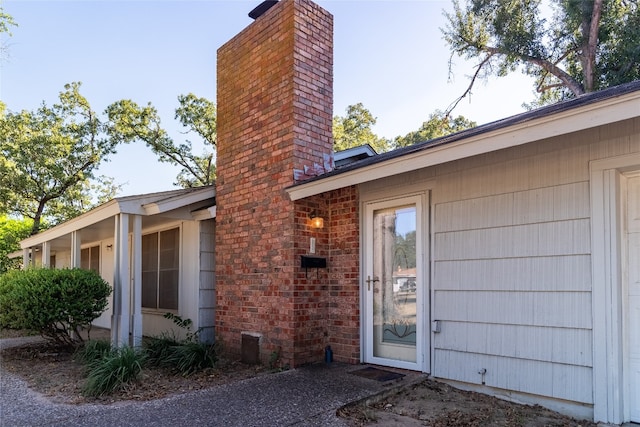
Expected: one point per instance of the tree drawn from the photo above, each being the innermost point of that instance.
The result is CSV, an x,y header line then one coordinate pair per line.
x,y
438,125
11,232
6,22
354,130
48,158
585,46
130,122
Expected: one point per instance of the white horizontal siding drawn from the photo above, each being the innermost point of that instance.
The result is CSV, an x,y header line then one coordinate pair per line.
x,y
545,344
555,380
544,239
557,203
566,273
555,309
522,169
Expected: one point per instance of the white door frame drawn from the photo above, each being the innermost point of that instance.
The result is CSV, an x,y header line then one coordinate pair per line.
x,y
606,185
422,276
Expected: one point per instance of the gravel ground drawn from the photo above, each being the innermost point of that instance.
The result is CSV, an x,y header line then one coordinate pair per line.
x,y
308,396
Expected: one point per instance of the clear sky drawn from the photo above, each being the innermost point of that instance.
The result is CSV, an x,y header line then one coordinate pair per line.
x,y
389,55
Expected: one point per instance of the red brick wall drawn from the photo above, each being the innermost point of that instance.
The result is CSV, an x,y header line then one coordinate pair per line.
x,y
327,301
274,96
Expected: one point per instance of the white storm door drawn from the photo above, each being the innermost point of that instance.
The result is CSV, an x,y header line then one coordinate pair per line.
x,y
393,283
633,293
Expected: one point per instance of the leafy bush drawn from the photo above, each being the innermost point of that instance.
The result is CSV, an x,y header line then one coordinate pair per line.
x,y
113,370
56,303
185,356
92,351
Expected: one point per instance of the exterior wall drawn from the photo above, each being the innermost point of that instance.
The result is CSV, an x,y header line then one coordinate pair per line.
x,y
153,321
275,111
511,274
207,294
106,271
191,299
327,301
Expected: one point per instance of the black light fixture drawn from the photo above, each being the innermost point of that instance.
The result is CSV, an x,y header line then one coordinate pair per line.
x,y
315,221
259,10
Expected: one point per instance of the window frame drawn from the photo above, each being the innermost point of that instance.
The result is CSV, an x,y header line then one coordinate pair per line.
x,y
157,232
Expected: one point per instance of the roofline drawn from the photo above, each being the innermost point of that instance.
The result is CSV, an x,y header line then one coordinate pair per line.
x,y
164,201
595,109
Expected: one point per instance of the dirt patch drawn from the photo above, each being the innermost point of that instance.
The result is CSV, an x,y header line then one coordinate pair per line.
x,y
55,374
431,403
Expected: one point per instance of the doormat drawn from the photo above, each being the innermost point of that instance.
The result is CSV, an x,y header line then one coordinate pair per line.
x,y
377,374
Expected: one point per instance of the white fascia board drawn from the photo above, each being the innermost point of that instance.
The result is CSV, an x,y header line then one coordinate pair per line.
x,y
573,120
177,202
16,254
94,216
203,214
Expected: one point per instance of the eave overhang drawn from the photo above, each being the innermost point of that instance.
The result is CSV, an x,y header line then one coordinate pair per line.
x,y
145,205
578,114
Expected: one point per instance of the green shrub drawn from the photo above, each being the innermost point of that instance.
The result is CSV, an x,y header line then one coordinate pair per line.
x,y
113,370
159,350
92,351
56,303
185,356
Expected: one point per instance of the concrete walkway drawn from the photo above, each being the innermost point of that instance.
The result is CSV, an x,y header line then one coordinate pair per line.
x,y
307,396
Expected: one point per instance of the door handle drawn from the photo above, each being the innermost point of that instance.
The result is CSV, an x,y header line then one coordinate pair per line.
x,y
369,280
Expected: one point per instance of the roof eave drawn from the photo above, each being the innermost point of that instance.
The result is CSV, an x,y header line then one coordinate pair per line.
x,y
598,113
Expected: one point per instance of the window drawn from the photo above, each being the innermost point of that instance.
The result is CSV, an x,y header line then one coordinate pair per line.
x,y
90,259
160,269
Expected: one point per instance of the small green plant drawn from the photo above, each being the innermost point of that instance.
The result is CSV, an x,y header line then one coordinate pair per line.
x,y
92,351
113,370
185,356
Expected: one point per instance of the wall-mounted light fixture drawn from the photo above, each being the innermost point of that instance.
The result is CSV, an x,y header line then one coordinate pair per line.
x,y
315,220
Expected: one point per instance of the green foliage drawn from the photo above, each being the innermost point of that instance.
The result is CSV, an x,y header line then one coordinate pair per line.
x,y
11,232
355,129
48,158
92,351
56,303
113,370
572,48
6,22
130,122
438,125
184,356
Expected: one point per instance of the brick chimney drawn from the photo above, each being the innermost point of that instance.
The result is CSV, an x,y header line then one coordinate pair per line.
x,y
275,109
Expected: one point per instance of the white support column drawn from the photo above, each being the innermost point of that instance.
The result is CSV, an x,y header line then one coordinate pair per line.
x,y
26,258
76,241
46,254
117,306
122,281
136,318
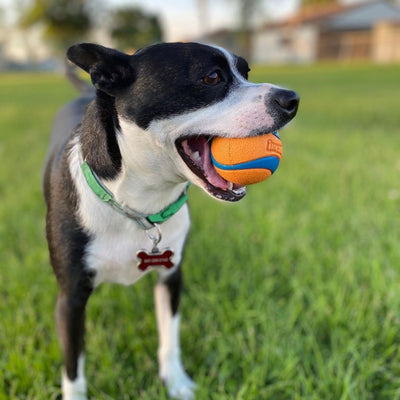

◆ ◆ ◆ ◆

## PROBLEM TO SOLVE
Restate the entries word for word, though any image they contain should not appear.

## ANSWER FOR THIS EXERCISE
Expected: one point per instance of the tree drawn from the photo above, each being the innermost point of that instance.
The result is CSV, an x,y header line then one coordinate pair per line.
x,y
438,125
11,232
6,22
354,130
48,158
585,46
130,122
Expected: one point per instance of the white horizontal siding drawn from the photo above, each being the innermost point of that instance.
The result is CSV, an x,y header line then one coordinate pair per line.
x,y
545,344
555,380
544,239
557,203
566,273
555,309
522,169
Expected: one point per instance of the white door frame drawn from the photo above, each being the innermost point of that instance.
The result is CSV, an x,y header line then one coordinate pair per line.
x,y
606,185
422,276
Expected: one point per instance of the gravel ground drawn from the photo above, each being the innermost point of that instance.
The result is CSV, an x,y header line then one coordinate pair per line.
x,y
308,396
Expected: one point per instance of the clear sky drawn from the photo above, each being the innermost point of that instance.
The result is CSV, an x,y header line then one coordinate pair per line.
x,y
389,55
Expected: one point per instance of the red brick wall drawn from the photo above, each being the innermost point of that instance.
The result is CSV, an x,y header line then one coordinate pair per line.
x,y
327,301
274,96
Expected: one point per instance of the white storm door drawn from the photo above, each being the innermost point of that instance.
The result is CSV, an x,y header line then one coordinate pair per line.
x,y
393,283
633,293
Expected: one point per instance of the leafy bush drawn from the photo above, each being the innermost point of that instance.
The result is CSV, an x,y header line then one coordinate pair per line.
x,y
113,370
56,303
185,356
92,351
Expected: one point per instance of the exterior wall drawn from the photo above, each being the innermost point of that instance.
The result is CSV, an x,y header line then one coordinate pair per line.
x,y
153,321
275,111
511,274
207,294
106,271
191,299
327,301
Expected: one point per instance of the black light fixture drawn from the photo above, each being the innermost point of that instance.
The result is CSV, an x,y header line then one coordinate pair per line.
x,y
315,221
259,10
Expected: one point per instance of the window frame drawn from the photo above, each being the innermost point of that instance.
The result is CSV, an x,y header line then one coordinate pair per line.
x,y
157,232
Expected: one point per instance of the roofline drawn from the photo above, each being the innermost point of that instance.
The result is CSV, an x,y header line then one coordinate pair per line.
x,y
164,201
595,109
Expected: one point per instance of the dirt patch drawn from the photo above, each being the innermost point of that instance.
The result is CSV, an x,y header line then one coordinate pair per line.
x,y
55,374
431,403
Expected: one point per instance of the doormat drawn from the photo above, each being the innermost point of that instance.
The result is CSV, an x,y header line then one coordinate pair per line.
x,y
377,374
Expected: one point per instance of the white fascia board drawn from the photo above, each being the innermost point of that instance.
The result is CSV, an x,y header line then one coordinate pair per line.
x,y
573,120
177,202
16,254
94,216
203,214
Expected: one point per instance of the eave overhang drawn from the photo above, each being the innermost point of that instance.
The result is CSV, an x,y header line then one coordinate pair per line.
x,y
145,205
578,114
Expected: one point per instance of the green shrub drawn from the photo above, each being the innermost point of that instance.
The result is CSV, an x,y header line then one coordinate pair per line.
x,y
113,370
159,350
92,351
56,303
185,356
Expected: one point per instance of the concrete walkway drawn from the photo above, each being the innermost point of that instance.
The result is CSV, an x,y header line then one coordinate pair per line.
x,y
307,396
Expected: one point per instance of the door handle drawn from the photo above, each being the innermost point of that instance.
The result is CSV, an x,y header line then one coordinate pair per line.
x,y
369,280
Expected: one point per instance of the roof eave drawn from the photo above, each being the innermost point of that instance.
The result is CSV, an x,y header line then one coordinate pair per line.
x,y
598,113
Expected: one point per instance of the window drawn from the photo above, each being the innermost point of that instance.
The result is CSV, an x,y header line then one coordinate pair per line.
x,y
90,259
160,269
Expected: one point per instance of the small green plant drawn from the photo above, each being the innermost point of that instance.
The result is CSV, an x,y header line then one coordinate pair per line.
x,y
92,351
113,370
185,356
Expected: one point per instance of the wall-mounted light fixture drawn from the photo above, each being the innermost point of that instance.
The result is CSV, an x,y header line then one coordinate pair per line.
x,y
315,220
Expected: one point per instance of the green foliage drawn from the photo above, each being the innermost point of that instance.
The result is CSV, an x,y header line then one coordinate pair per line.
x,y
11,232
355,129
48,158
92,351
56,303
113,370
572,48
6,22
130,122
438,125
184,356
Expected: one point per instance of the brick chimney drawn from the photo above, each being the innermost point of that instance.
The result is CSV, an x,y header line then one coordinate pair per line.
x,y
275,109
Expected: one point per instance of the white support column drawn from the photo above, each being the innermost point of that instance.
The result is CSV, an x,y header line then one coordinate pair per line.
x,y
26,258
76,241
46,254
117,306
122,281
136,318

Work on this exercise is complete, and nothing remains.